## [Task to carry out]
From the article on Census population projections below, list every group it names as making up the "third great wave of immigration."

## [Page text]
- - - -
Last week’s updated Census projections showing whites becoming a minority by 2042 – far more rapidly than previous estimates – is sure to turn up the heat in some quarters of American society. While it no doubt re-ignites predictable dooms-day scenarios among anti-immigration activists who warn about the “death of the West” and the gradual erosion of American values, it may also give some average Americans pause as well.
Why? Because when one envisages the average American, it is highly likely they are picturing someone with Anglo features rather than one with the skin tones and hues of Hispanics, Asians, or some exotic admixture of different ethnicities. Even as the presidential candidacy of Barack Obama and the rising global prominence of star athletes like Kobe Bryant and Lebron James at this year’s Olympics are changing these perceptions, all-American looks, for the most part, is still equated with ‘white’ for most people around the world.
And who is to argue? After all, approximately two-thirds of the U.S. population is currently white. But according to new Census Bureau figures, this image is set to undergo a fundamental makeover in just a single generation. To summarize:
• By 2050, whites will decline to just 46 percent of the U.S. population. At that time, they will also constitute the vast majority of persons over the age of 85 years — a population that is set to triple to 19 million. Demographers refer to this as the “graying of America.”
• At the same time, the “browning of America” is marching forward in full force. Both Hispanics and Asians are scheduled to double their share of the population by mid-century — up to 30 percent and 9.2 percent, respectively. A majority of that share in growth will originate from births, and not immigration.
• These two countervailing forces — “graying” and “browning” of the country — are impelled by widely disparate fertility levels between whites on the one hand, and Hispanics on the other. While the average American white woman is now producing 1.8 children — a steadily declining figure over the past two decades — the average fertility rate for Hispanic women is 2.3.
It would be unwise to jump to too many firm conclusions based on these figures — especially if one underestimates the power and role of assimilation. Historically, numerous forecasters, pundits, and commentators have made the error of adhering to a fixed, static notion of culture. Benjamin Franklin once famously warned that German immigrants threatened to turn Pennsylvania into “a colony of aliens" and cautioned they would “never adopt our language or customs, any more than they can adopt our complexion." Likewise, an annual report written in 1892 from the U.S. Superintendent’s Office of Immigration cautioned that rising immigration levels would bring about “an enormous influx of foreigners unacquainted with our languages and customs,” thereby forming a “new undesirable class.”
Of course the Jews, Italians, Irish and Germans who comprised the “third great wave of immigration” at the turn of the 20th century did not develop into America’s underbelly as predicted. On the contrary, most of them eventually weaved into the fabric of mainstream society—epitomizing the famous metaphor used to describe their integration: the American “melting pot”.
- - - -
## [Dataset entries]

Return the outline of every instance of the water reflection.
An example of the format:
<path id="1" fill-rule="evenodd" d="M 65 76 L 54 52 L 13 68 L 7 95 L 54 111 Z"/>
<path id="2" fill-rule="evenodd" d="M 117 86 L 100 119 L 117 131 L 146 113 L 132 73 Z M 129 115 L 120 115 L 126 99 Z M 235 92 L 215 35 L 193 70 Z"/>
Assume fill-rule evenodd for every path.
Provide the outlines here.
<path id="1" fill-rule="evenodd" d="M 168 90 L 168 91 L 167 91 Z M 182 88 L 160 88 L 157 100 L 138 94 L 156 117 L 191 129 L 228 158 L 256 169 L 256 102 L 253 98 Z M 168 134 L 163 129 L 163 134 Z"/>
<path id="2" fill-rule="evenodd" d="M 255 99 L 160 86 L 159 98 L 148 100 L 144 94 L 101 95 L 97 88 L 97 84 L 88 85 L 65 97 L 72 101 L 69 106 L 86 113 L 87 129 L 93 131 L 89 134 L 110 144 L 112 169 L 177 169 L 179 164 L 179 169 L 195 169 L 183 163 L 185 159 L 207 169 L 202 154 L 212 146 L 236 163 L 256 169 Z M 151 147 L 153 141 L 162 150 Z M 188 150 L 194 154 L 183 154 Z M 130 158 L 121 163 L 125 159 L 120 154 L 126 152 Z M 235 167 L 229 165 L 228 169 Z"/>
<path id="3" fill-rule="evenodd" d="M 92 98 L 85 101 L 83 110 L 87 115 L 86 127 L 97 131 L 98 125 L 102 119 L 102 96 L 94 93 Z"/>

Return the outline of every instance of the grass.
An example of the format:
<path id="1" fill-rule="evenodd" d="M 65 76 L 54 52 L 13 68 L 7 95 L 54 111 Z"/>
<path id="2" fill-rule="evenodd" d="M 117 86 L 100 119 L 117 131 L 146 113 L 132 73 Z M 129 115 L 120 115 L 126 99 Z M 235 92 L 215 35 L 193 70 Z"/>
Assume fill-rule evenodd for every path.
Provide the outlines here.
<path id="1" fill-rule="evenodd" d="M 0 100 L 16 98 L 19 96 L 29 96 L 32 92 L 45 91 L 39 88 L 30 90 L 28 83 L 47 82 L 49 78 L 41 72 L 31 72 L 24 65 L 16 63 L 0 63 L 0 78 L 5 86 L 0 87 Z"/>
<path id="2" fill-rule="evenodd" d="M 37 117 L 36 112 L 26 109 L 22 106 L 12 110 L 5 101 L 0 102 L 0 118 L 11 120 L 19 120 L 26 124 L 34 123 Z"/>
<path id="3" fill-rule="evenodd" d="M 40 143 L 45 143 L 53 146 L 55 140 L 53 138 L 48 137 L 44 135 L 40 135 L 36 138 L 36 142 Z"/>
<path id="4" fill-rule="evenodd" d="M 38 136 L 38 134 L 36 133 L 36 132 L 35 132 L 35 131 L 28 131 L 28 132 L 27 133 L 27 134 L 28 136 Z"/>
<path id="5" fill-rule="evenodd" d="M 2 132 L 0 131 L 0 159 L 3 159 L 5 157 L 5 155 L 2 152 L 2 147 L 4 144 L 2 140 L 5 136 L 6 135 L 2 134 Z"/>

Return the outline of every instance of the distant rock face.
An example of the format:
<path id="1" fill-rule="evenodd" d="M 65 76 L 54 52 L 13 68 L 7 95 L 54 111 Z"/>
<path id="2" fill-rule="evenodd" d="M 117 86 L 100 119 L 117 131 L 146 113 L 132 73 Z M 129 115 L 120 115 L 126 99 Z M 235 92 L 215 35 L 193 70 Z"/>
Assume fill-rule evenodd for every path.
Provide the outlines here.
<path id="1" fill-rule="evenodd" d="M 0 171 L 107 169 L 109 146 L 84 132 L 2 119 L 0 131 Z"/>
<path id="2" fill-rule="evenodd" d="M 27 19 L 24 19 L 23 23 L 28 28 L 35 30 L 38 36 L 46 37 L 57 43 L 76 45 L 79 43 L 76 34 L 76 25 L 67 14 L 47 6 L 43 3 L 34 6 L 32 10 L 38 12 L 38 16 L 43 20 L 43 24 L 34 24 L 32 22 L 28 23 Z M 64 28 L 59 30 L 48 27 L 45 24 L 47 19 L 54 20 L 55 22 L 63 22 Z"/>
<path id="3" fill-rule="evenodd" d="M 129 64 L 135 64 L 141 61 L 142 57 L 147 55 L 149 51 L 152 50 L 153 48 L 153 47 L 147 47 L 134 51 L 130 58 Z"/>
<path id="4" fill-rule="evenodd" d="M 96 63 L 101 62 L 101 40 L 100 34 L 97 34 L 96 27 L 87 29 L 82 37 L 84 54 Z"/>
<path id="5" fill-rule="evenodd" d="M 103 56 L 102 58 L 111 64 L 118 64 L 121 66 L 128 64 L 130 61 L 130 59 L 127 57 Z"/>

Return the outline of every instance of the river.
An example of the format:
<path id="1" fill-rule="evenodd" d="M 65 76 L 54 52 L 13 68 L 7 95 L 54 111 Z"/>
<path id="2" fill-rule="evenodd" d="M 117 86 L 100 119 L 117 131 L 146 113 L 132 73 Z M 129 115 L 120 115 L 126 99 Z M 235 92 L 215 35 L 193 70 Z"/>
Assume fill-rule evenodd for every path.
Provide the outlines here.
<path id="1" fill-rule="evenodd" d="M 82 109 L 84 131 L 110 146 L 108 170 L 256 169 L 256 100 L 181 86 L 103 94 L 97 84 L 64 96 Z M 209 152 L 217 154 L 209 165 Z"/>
- - - -
## [Result of the exercise]
- Jews
- Italians
- Irish
- Germans